Reproduce every line of the material below verbatim.

• • • • • • •

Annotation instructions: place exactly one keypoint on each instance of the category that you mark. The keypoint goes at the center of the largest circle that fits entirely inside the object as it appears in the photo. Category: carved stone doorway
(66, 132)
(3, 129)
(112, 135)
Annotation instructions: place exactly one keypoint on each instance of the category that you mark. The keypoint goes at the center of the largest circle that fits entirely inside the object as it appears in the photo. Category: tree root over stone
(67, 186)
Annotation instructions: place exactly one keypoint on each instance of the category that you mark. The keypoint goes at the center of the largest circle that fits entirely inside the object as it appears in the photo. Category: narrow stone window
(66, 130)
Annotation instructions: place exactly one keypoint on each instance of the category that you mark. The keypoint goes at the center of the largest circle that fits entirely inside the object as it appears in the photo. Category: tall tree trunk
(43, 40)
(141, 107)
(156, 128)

• • • • • • •

TASK ANSWER -
Annotation instructions: place exactly one keypoint on each instance of the category that you mark. The keypoint goes at the center of the largest circle that fits entirely inside the object as it appears in the photo. Category: carved stone doorway
(66, 132)
(3, 129)
(112, 135)
Annotation instructions: place exactly one keypoint on each instance of the category that you mark. The keypoint goes at the center of the largest circle that fits entirely inside the object as it appears in the photo. Category: tree root over stone
(67, 186)
Annotation instructions: place exactly one keypoint on each instance of the category that you mark. The keypoint goes at the center of the largest circle that fits entirely inside the object as it appears in the photo. Category: narrow stone window
(66, 130)
Annotation instructions: place exactly one keypoint on each instance of the category that you mark. The keypoint goes at the center of the largest circle that fits entirely inside the object as it appears in the photo. Category: tall tree trunk
(43, 40)
(141, 107)
(156, 128)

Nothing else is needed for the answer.